● **Votre objectif**
Extrayez, s'il vous plaît, le passage ci-dessous sur le syndrome frontal et recopiez-le intégralement, sans la moindre modification.

● **Passage retenu**
En clinique courante, deux difficultés se présentent :

  • méconnaître un syndrome frontal, quand il est peu important
  • le confondre avec une confusion mentale ou des troubles psychiatriques

Le syndrome frontal comporte trois grands types de troubles :

  • des troubles cognitifs, dits dysexécutifs.
  • des troubles psycho-comportementaux,
  • des troubles neurologiques, essentiellement moteurs.

1. Les troubles cognitifs

ayant été étudiés dans le chapitre « Sémiologie des fonctions cognitives » (Sémiologie analytique), seuls les troubles psycho comportementaux et les troubles moteurs seront abordés ici.

2. Les troubles moteurs

  • Troubles de la marche et de l'équilibre :l'astasie-abasie frontale comporte une marche à pas « collés au sol » ou impossible (abasie) et une tendance aux rétropulsions (astasie)
  • Réflexes archaïques
    • Le grasping réflexe est un réflexe cutané, présent chez le nouveau-né. Il consiste en une préhension soutenue sans arrêt de tout objet mis en contact de la paume de la main, ou de tout stimulus de celle-ci (habituellement la propre main de l'examinateur), alors même que la consigne est donnée de « lâcher ».
      Grasping réflexe
    • On en rapproche le sucking réflexe, lui aussi normalement présent chez le nouveau-né, consistant en une contraction de la commissure labiale, secondaire à une stimulation cutanée de celle-ci.

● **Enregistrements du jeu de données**

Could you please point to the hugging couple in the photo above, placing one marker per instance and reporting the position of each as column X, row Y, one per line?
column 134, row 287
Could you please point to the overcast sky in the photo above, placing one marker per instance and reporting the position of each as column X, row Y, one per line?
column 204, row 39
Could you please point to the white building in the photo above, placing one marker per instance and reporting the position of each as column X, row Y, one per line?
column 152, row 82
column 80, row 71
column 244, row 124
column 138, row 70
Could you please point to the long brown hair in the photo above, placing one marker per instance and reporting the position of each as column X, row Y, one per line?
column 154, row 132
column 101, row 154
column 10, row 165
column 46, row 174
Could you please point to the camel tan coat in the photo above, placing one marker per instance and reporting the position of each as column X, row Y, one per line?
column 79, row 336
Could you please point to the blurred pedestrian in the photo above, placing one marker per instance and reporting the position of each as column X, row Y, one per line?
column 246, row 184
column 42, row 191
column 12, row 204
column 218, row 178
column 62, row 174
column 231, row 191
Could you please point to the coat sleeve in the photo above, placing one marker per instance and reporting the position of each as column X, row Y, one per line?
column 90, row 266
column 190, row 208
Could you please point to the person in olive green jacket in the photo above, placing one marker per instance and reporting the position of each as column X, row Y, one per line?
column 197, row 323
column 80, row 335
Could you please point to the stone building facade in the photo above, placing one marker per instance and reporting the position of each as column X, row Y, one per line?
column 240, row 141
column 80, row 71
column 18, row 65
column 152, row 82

● **Solution proposée**
En clinique courante, deux difficultés se présentent :

  • méconnaître un syndrome frontal, quand il est peu important
  • le confondre avec une confusion mentale ou des troubles psychiatriques

Le syndrome frontal comporte trois grands types de troubles :

  • des troubles cognitifs, dits dysexécutifs.
  • des troubles psycho-comportementaux,
  • des troubles neurologiques, essentiellement moteurs.

1. Les troubles cognitifs

ayant été étudiés dans le chapitre « Sémiologie des fonctions cognitives » (Sémiologie analytique), seuls les troubles psycho comportementaux et les troubles moteurs seront abordés ici.

2. Les troubles moteurs

  • Troubles de la marche et de l'équilibre :l'astasie-abasie frontale comporte une marche à pas « collés au sol » ou impossible (abasie) et une tendance aux rétropulsions (astasie)
  • Réflexes archaïques
    • Le grasping réflexe est un réflexe cutané, présent chez le nouveau-né. Il consiste en une préhension soutenue sans arrêt de tout objet mis en contact de la paume de la main, ou de tout stimulus de celle-ci (habituellement la propre main de l'examinateur), alors même que la consigne est donnée de « lâcher ».
      Grasping réflexe
    • On en rapproche le sucking réflexe, lui aussi normalement présent chez le nouveau-né, consistant en une contraction de la commissure labiale, secondaire à une stimulation cutanée de celle-ci.